I love the High Holidays—the month when we turn our full attention to G‑d, reflect upon our renewed commitment to becoming our best selves, and spend time with our family and friends.

Except this year. This year is different. This year there is the pandemic.

I’m an older woman, living alone, with health issues, and for those like me, this year will be unlike any before. I'll be observing the holidays at home, by myself.

I’m used to davening at my local Chabad center, listening as the chazzan (cantor) does the “heavy lifting” of reciting the prayers, allowing my mind to wander at will, letting the rabbi make the service meaningful with his commentary, listening as the shofar is blown.

During services, I was more like a passenger than a driver. I got to look out the window and enjoy the scenery because I didn't have to drive the car. This year everything will be different.

But does different have to mean bad? Can’t something be different and good? I like to eat coffee ice cream every day, but if there’s none in the freezer, I'll eat vanilla instead. And maybe that vanilla will be a delicious change.

So, I decided to look for new ways to make this year fresh and exciting. And truly, shouldn’t we be doing this every year? Each year we stand before G‑d, asking Him to forgive our shortcomings, asking Him to view us favorably, asking Him to give us another year to grow and improve. Should this ever be done on autopilot?

It’s true, we are living in difficult times. But Chassidic tradition teaches that all experiences - even the difficult ones - are opportunities to reveal the goodness that exists within everything. G‑d put goodness in all His creations, but we have to choose to look for it. Sometimes it’s easy, sometimes it’s hard, but it’s always our choice.

This year I’ve been forced out of my comfort zone by circumstances I can’t control. Even if I wanted to, I can’t go on autopilot. I can’t sit back, enjoy the ride, and let someone else drive the car. I’m behind the wheel. But being the driver means that I’ll be in control of the journey. And that, I believe, is where the goodness lies within this very different holiday season. I will control the journey, and I am choosing to take the scenic route.

Slow Down and Sing

When I’m in shul, I have to rush through the prayers just to keep up. I’m looking forward to going at my own pace and taking time to think about what I’m reading. I’ve also started listening to musical renditions of the prayers we sing (you can find excellent ones on Chabad.org) to learn the melodies.

Listen: Brush up on familiar High Holiday Melodies and Cantorial Classics

Toot My Own Horn

I’ve called my local Judaica store and bought a shofar. My very own shofar! Blowing it is not as hard as I'd thought and I have the entire month of Elul to practice. By Rosh Hashanah, I'll be ready to crown the King!

================

## [PROBLEM TO SOLVE]
Pull out, word for word, the part of the High Holidays essay running from "I love the High" to "shofar is blown.".

================

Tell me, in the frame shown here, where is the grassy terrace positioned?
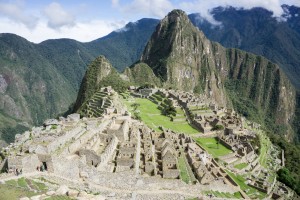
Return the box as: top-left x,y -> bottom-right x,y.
204,191 -> 242,199
234,163 -> 248,169
259,131 -> 271,167
123,98 -> 199,134
195,138 -> 232,158
178,151 -> 196,183
225,170 -> 266,199
0,178 -> 48,199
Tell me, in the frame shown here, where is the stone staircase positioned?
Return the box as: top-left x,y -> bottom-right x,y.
80,91 -> 112,118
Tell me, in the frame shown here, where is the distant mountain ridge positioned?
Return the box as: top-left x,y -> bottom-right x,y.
75,10 -> 296,141
189,5 -> 300,89
0,6 -> 300,145
0,19 -> 158,145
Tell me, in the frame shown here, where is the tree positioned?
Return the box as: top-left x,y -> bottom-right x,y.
131,103 -> 140,111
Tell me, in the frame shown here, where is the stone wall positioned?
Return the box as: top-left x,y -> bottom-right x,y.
79,149 -> 101,167
52,156 -> 79,179
62,120 -> 111,155
22,154 -> 42,173
97,136 -> 119,170
47,126 -> 84,153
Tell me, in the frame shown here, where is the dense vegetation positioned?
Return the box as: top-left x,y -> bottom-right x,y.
269,134 -> 300,195
0,19 -> 158,145
189,5 -> 300,89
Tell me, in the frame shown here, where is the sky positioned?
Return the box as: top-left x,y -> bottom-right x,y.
0,0 -> 300,43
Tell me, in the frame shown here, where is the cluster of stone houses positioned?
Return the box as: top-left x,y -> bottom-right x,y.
3,89 -> 292,200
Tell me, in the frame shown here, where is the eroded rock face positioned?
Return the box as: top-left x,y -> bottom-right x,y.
0,74 -> 8,94
141,10 -> 230,105
141,10 -> 296,134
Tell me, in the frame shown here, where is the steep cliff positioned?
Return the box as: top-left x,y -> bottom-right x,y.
74,56 -> 129,112
141,10 -> 296,137
123,63 -> 161,86
141,10 -> 226,105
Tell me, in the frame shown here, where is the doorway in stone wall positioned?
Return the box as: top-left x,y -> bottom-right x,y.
43,162 -> 48,171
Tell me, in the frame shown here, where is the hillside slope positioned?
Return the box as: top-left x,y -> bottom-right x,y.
141,10 -> 296,136
189,5 -> 300,89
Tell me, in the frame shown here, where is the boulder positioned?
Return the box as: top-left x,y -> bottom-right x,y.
78,191 -> 87,197
56,185 -> 69,195
19,197 -> 30,200
30,195 -> 41,200
46,191 -> 56,196
67,189 -> 79,197
80,171 -> 89,178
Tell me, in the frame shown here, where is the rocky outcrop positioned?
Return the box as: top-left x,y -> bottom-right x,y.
123,63 -> 161,86
141,10 -> 296,137
75,56 -> 117,111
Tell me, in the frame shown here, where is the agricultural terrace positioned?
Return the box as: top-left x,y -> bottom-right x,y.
122,95 -> 199,134
195,137 -> 232,158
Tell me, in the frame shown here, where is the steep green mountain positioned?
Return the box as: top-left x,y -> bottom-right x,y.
0,34 -> 75,142
141,10 -> 296,136
189,5 -> 300,89
122,63 -> 161,86
0,19 -> 158,145
74,56 -> 129,113
84,18 -> 159,71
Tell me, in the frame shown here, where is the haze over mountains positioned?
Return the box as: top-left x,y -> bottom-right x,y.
0,6 -> 300,145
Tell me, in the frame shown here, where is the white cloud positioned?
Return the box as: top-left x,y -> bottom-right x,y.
111,0 -> 119,7
177,0 -> 300,24
0,1 -> 38,29
116,0 -> 174,18
0,18 -> 126,43
43,2 -> 75,29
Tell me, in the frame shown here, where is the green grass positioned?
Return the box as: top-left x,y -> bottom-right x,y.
204,191 -> 243,199
195,138 -> 232,158
0,181 -> 39,200
47,195 -> 72,200
18,177 -> 27,188
234,163 -> 248,169
5,180 -> 18,186
178,156 -> 191,183
178,151 -> 196,183
123,98 -> 199,134
31,181 -> 48,191
259,132 -> 271,167
225,170 -> 267,199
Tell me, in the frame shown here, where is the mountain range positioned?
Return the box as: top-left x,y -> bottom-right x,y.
0,6 -> 300,145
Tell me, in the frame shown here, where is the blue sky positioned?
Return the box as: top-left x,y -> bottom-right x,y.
0,0 -> 300,43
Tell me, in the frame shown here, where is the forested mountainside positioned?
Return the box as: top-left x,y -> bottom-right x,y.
189,5 -> 300,89
0,19 -> 158,145
0,6 -> 300,145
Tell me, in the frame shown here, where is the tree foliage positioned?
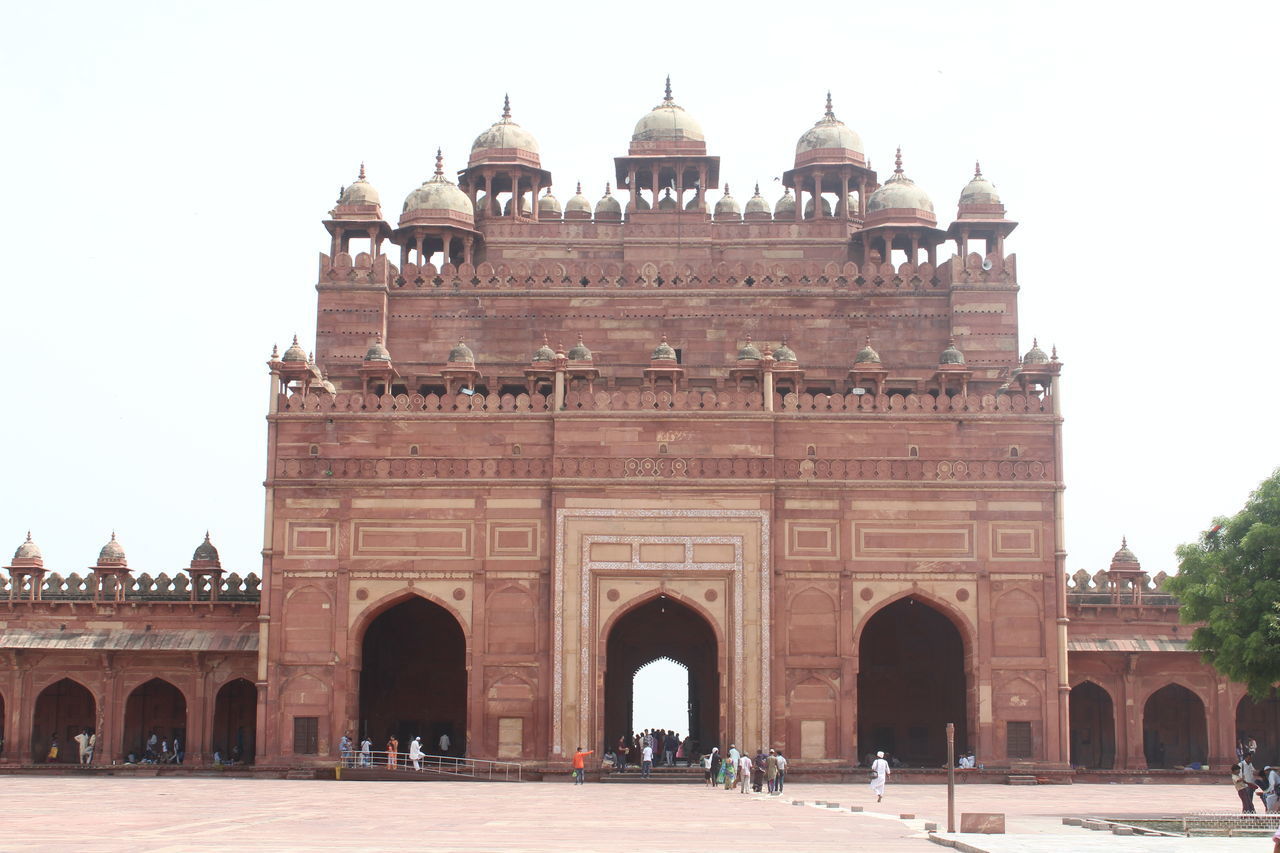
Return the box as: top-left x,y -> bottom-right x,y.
1167,469 -> 1280,699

================

## [TASK RESPONSE]
I love the High Holidays—the month when we turn our full attention to G‑d, reflect upon our renewed commitment to becoming our best selves, and spend time with our family and friends.

Except this year. This year is different. This year there is the pandemic.

I’m an older woman, living alone, with health issues, and for those like me, this year will be unlike any before. I'll be observing the holidays at home, by myself.

I’m used to davening at my local Chabad center, listening as the chazzan (cantor) does the “heavy lifting” of reciting the prayers, allowing my mind to wander at will, letting the rabbi make the service meaningful with his commentary, listening as the shofar is blown.